Entries for pointing and labeling
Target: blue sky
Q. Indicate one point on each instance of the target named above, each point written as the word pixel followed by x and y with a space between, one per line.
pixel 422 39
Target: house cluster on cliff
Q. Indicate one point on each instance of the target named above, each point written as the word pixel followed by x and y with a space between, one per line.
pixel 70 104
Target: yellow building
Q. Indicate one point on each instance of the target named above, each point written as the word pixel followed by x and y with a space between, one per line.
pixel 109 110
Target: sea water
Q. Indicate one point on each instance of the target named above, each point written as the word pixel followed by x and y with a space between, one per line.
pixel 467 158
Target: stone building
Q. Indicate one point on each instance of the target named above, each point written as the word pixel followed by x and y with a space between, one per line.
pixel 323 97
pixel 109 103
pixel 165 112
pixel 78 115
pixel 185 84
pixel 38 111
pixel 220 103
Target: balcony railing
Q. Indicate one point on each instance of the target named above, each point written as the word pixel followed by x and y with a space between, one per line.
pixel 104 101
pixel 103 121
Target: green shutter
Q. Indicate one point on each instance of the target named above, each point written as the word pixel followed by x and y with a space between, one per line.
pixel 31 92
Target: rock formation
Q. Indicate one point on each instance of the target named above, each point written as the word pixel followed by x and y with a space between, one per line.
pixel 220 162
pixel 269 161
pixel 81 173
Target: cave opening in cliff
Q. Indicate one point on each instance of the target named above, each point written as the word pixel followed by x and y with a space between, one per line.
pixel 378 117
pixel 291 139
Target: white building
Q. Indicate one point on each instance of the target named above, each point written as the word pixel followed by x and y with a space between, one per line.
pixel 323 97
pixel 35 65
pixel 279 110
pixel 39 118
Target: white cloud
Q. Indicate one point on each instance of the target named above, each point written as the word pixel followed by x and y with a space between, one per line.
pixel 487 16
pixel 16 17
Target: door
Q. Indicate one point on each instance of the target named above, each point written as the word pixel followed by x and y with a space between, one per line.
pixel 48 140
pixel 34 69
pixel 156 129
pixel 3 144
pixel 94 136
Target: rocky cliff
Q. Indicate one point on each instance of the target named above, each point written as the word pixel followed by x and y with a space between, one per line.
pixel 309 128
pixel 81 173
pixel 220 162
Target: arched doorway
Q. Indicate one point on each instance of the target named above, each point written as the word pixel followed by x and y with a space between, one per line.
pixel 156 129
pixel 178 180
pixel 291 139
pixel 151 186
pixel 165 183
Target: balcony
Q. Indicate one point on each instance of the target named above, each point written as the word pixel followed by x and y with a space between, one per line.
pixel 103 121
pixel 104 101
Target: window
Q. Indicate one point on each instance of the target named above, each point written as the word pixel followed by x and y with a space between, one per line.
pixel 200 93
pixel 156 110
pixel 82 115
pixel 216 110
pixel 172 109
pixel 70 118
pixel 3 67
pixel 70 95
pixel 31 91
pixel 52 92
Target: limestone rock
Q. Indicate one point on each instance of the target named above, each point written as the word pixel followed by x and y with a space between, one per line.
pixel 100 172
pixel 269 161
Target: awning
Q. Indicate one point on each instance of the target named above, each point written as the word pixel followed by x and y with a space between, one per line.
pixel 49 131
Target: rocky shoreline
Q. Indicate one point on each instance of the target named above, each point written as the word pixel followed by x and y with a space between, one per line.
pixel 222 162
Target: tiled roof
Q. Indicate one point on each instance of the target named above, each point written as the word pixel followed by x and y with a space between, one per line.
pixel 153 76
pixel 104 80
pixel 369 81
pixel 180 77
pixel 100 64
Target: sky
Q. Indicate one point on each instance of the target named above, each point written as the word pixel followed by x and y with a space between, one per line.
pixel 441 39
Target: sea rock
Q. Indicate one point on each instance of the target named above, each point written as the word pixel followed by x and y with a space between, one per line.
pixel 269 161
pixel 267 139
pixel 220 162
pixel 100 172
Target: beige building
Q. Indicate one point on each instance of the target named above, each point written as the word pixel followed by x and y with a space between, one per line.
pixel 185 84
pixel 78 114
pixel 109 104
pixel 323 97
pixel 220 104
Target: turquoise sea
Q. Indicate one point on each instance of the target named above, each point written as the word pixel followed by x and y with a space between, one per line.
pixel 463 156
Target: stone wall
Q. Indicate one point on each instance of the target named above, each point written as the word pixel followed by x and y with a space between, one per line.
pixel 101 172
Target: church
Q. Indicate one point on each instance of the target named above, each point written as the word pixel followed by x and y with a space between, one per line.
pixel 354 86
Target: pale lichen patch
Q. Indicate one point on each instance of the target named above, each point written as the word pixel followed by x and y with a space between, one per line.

REQUIREMENT: Write out all the records again, changing every "Indicate" to "Mark" and leaving all other text as it is.

EXERCISE SOLUTION:
Target: blue sky
Q. Mark one point on each instance of the target named above, each point written as the word pixel followed by x and y with a space between, one per line.
pixel 422 39
Target: house cluster on cliff
Q. Mark one point on each instance of the target named above, each point written as the word pixel followed by x and y with a space between, one per line.
pixel 70 104
Target: yellow building
Q. Mark one point on each instance of the target named above, each point written as the word pixel followed by x and y with a space between, one per line.
pixel 109 110
Target: sea water
Q. Mark one point on each instance of the target named above, each point written as the word pixel followed by x and y with a space between, one per line.
pixel 467 158
Target: stone building
Q. Mark one point on each instance of the target named above, each point written as the word pixel followed by x and y with a space between, one per line.
pixel 323 97
pixel 109 103
pixel 165 112
pixel 78 115
pixel 185 84
pixel 38 111
pixel 220 103
Target: balcony railing
Q. Mark one point on each instance of the target named above, each point written as the word pixel followed by x and y with a space between, one per line.
pixel 104 101
pixel 103 121
Target: green shutter
Q. Mark one point on each instance of the target named above, each point written as the word pixel followed by x and y with a space between, one per line.
pixel 31 92
Target: rock formation
Q. Mark one point on each instance of the target named above, each point written as the word pixel followed by x and y with a space between, one per line.
pixel 220 162
pixel 269 161
pixel 81 173
Target: cave opening in cliff
Q. Mark one point on each instance of the target named above, each point written as the word pixel followed by x and y with a space between, one per line.
pixel 378 117
pixel 291 139
Target: white building
Q. Mark one point on each instance of the target named above, each point written as the word pixel followed by x and y with a space between, one per line.
pixel 323 97
pixel 35 65
pixel 279 110
pixel 39 118
Target: white cloud
Q. Mark one point on each instance of the target named above, each point written as the word pixel followed by x and y with a space between, one per line.
pixel 487 16
pixel 16 17
Target: door
Q. Mark one point on each instance of the target named above, each point written as the word pixel followed by x and y with a space between, one per line.
pixel 48 140
pixel 34 69
pixel 156 129
pixel 3 144
pixel 94 136
Target: rocky cliff
Q. Mark one point on each instance of the target named above, each point written as the word pixel followed by x and y with a space between, one per line.
pixel 309 128
pixel 81 173
pixel 220 162
Target: arched doorway
Q. Mark one point on each instance of the target named above, each point written as the word pixel followed by x and y with a space between, one per line.
pixel 156 129
pixel 178 180
pixel 291 139
pixel 151 186
pixel 165 183
Target: balcony
Q. Mark one point on each instance of the target named above, each point written as the word pixel followed by x and y with a space between, one per line.
pixel 103 121
pixel 104 101
Target: window
Q. Mark one point on each instance of the target named above, each point written as the word pixel followed by x and y with a space between, one per line.
pixel 200 93
pixel 156 110
pixel 82 115
pixel 216 110
pixel 172 109
pixel 70 118
pixel 3 67
pixel 70 95
pixel 31 91
pixel 52 92
Target: limestone rock
Q. Mark one point on each instance of the target named above, each point written as the word pixel followed by x and y with a space between, one per line.
pixel 100 172
pixel 269 161
Target: awning
Q. Mark one point on each instance of the target named above, each point written as the word pixel followed by x and y with a space between, one per line.
pixel 49 131
Target: rocky shoreline
Q. Mark one point on each instance of the target named above, each point written as the word pixel followed by x and y with a space between, one per line.
pixel 222 162
Target: tiled roof
Q. Mark one point on each instance of the target named above, each point written as the word pixel followed by x and y with a space between, one per line.
pixel 153 76
pixel 104 80
pixel 369 81
pixel 180 77
pixel 100 64
Target: sky
Q. Mark one point on each instance of the target named above, each point written as the word pixel followed by x and y with a space between, one per line.
pixel 441 39
Target: sea rock
Q. Mark one point on each instance of the target named above, each point written as the word pixel followed by x and y with a space between, one per line.
pixel 269 161
pixel 267 139
pixel 220 162
pixel 100 172
Target: beige building
Q. Mark one point on each instance of the target named above, each point written as the word pixel followed by x and y with a space between, one per line.
pixel 185 84
pixel 78 114
pixel 109 104
pixel 323 97
pixel 220 104
Target: turquoise sea
Q. Mark one point on each instance of the target named above, each point written as the word pixel followed by x and y with a space between, one per line.
pixel 463 156
Target: stone wall
Q. Mark one point on each instance of the target named above, each point written as the word pixel followed by x and y with a space between, one per line.
pixel 101 172
Target: church
Q. Mark one point on each instance of the target named above, each point written as the word pixel followed by x and y with a space between, one per line.
pixel 354 86
Target: pale lichen patch
Q. Mark one point on each instance of the target named above, each point written as the word pixel followed by x and y with a space between, one per line.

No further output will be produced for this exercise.